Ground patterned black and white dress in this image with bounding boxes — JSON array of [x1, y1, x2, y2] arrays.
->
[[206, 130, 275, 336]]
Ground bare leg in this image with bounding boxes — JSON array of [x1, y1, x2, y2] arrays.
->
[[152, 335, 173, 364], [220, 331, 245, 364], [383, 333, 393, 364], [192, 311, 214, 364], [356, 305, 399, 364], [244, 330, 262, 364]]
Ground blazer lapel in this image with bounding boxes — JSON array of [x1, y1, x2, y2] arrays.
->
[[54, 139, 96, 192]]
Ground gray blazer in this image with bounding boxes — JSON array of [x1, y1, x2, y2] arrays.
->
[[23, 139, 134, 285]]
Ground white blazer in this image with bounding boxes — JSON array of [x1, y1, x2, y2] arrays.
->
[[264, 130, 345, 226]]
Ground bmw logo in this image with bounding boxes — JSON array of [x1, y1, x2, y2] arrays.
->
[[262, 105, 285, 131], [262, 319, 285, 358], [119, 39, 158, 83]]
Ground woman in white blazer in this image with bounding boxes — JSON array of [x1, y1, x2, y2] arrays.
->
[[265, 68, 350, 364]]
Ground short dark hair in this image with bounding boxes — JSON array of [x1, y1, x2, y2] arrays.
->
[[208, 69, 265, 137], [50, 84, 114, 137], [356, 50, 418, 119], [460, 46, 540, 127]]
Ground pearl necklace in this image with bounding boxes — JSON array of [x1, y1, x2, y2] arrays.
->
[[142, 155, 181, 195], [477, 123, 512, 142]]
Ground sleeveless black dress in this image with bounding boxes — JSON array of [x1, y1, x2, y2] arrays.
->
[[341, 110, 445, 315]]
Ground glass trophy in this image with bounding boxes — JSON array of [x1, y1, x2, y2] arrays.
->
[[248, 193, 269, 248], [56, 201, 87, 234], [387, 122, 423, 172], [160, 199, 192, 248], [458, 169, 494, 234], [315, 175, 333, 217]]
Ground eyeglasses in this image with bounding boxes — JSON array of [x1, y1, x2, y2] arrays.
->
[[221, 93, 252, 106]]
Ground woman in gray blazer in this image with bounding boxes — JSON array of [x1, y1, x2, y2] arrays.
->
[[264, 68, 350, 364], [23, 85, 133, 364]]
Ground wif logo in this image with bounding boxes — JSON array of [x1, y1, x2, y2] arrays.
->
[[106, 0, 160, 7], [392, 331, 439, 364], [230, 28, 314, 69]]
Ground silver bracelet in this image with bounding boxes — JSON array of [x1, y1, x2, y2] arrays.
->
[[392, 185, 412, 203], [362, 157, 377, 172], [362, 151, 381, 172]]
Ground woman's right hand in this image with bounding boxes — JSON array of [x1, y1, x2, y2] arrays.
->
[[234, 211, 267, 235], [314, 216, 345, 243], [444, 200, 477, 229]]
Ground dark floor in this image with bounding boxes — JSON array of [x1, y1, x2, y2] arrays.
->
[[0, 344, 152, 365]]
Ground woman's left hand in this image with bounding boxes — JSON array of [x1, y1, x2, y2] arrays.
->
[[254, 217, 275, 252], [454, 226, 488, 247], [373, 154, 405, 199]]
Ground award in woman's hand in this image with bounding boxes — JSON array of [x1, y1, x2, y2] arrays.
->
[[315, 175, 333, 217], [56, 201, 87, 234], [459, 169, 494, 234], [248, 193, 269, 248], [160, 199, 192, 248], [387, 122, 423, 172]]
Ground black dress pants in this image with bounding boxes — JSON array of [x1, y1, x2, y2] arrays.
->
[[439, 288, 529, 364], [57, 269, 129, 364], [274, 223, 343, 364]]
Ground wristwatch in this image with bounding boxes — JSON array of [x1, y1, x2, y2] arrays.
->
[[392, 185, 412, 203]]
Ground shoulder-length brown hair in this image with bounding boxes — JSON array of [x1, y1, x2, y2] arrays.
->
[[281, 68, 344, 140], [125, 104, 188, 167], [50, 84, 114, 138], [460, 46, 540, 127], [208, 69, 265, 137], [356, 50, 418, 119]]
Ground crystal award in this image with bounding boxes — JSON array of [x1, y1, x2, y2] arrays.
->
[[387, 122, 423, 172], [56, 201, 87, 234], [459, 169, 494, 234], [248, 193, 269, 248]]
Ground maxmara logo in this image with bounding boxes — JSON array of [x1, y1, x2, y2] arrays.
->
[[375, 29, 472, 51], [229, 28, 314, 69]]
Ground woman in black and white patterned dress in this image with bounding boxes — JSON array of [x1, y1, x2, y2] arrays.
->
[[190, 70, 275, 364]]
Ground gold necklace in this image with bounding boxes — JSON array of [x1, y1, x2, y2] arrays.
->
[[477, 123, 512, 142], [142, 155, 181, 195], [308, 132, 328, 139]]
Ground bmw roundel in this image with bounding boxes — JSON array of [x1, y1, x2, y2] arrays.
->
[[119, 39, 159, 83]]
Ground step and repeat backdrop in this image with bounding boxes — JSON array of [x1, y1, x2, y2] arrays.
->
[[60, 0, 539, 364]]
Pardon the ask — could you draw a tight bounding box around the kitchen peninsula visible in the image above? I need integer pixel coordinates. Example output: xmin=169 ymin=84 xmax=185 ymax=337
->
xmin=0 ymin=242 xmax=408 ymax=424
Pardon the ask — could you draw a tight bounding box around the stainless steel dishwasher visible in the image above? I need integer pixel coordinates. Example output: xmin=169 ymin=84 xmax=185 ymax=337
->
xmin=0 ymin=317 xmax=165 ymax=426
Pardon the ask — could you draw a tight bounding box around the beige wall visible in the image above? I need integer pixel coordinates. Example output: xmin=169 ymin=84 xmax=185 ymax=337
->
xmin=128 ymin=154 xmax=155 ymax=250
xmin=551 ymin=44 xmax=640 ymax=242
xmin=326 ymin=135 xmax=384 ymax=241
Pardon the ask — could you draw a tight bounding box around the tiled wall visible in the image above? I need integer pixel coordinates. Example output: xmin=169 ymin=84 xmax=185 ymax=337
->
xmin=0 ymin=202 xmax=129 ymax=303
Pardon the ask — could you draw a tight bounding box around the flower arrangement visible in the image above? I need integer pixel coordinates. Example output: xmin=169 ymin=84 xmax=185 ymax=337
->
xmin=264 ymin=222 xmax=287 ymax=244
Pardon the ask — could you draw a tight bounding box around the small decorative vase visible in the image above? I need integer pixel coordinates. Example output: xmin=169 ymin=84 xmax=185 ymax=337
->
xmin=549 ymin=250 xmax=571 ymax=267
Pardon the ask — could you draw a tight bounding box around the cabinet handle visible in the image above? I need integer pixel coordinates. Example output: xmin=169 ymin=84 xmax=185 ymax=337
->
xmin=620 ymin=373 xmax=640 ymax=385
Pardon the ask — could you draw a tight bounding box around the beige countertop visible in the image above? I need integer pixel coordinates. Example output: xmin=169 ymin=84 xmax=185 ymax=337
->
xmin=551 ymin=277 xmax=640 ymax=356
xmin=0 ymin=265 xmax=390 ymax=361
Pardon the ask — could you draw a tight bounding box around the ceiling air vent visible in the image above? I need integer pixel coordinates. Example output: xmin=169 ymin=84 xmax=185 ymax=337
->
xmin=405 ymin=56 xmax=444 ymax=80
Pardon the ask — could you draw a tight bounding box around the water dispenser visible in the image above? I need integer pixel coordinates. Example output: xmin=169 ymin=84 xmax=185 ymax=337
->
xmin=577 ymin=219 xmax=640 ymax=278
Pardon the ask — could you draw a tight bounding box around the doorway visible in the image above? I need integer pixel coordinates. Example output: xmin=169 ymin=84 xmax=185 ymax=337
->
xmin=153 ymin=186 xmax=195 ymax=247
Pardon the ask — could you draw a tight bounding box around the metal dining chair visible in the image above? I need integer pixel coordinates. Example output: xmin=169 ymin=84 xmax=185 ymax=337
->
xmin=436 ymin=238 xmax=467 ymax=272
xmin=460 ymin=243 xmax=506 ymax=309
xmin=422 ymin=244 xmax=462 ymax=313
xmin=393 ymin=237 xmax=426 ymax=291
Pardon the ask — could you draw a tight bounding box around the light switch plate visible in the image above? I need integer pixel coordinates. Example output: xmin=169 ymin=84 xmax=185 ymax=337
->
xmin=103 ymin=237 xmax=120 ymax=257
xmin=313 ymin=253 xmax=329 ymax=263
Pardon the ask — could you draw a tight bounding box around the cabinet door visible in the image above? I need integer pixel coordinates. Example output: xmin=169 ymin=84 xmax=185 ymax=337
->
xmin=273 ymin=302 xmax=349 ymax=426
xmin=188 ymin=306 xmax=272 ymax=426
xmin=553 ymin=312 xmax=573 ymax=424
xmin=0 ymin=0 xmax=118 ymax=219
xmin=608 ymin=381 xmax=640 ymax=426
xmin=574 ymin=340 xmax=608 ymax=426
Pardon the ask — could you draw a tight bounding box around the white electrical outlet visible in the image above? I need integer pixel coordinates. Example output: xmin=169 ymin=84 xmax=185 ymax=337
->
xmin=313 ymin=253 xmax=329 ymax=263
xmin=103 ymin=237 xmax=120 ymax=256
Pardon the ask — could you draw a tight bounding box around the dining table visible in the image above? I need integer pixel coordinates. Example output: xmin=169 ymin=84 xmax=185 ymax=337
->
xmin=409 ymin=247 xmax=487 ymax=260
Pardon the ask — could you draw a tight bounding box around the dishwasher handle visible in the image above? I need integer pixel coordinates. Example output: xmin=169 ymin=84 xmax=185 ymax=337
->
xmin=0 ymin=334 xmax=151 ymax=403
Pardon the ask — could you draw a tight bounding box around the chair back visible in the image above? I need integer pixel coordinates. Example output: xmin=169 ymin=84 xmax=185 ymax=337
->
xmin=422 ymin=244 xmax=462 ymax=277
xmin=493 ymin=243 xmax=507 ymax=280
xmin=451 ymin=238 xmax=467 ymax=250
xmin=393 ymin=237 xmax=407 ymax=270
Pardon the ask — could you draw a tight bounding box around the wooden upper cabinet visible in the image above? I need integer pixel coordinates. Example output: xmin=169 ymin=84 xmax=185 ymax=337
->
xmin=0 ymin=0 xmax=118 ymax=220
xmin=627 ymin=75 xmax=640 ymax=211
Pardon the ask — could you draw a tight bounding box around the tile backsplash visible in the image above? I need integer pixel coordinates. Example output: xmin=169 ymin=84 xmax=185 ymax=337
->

OBJECTIVE: Render the lines from the one holding "the beige wall" through the one holding "xmin=264 ymin=222 xmax=287 ymax=244", both included, as a JSON list of strings. Give one string per line and leave out any blank lines.

COMPLETE RESPONSE:
[
  "Pardon the ask — could you draw a tight bounding box around the beige wall visible in the image above? I need integer pixel coordinates. Example output: xmin=169 ymin=84 xmax=185 ymax=337",
  "->",
  "xmin=128 ymin=154 xmax=155 ymax=250",
  "xmin=551 ymin=44 xmax=640 ymax=242",
  "xmin=326 ymin=135 xmax=384 ymax=241",
  "Pardon the ask — could you draw a tight bounding box around the tiled wall visible in the image above? I need integer pixel coordinates. Example output: xmin=169 ymin=84 xmax=185 ymax=337",
  "->",
  "xmin=0 ymin=202 xmax=129 ymax=303",
  "Pardon the ask — could you draw a tight bounding box around the flower arrangement visible in the image above? I need integer pixel coordinates. Example output: xmin=169 ymin=84 xmax=185 ymax=337",
  "->",
  "xmin=264 ymin=222 xmax=287 ymax=244"
]